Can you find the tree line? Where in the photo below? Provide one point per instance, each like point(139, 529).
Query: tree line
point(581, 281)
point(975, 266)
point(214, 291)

□ □ □ □ □ □ □

● WRITTEN PROBLEM: Format the records above as a numbered list with one line per item, and omit any blank lines.

● ANSWER TO THIS EXERCISE:
1. Can you find the tree line? Where in the photo below? Provide one point per instance, each like point(139, 529).
2. Query: tree line
3. point(581, 281)
4. point(975, 266)
5. point(214, 291)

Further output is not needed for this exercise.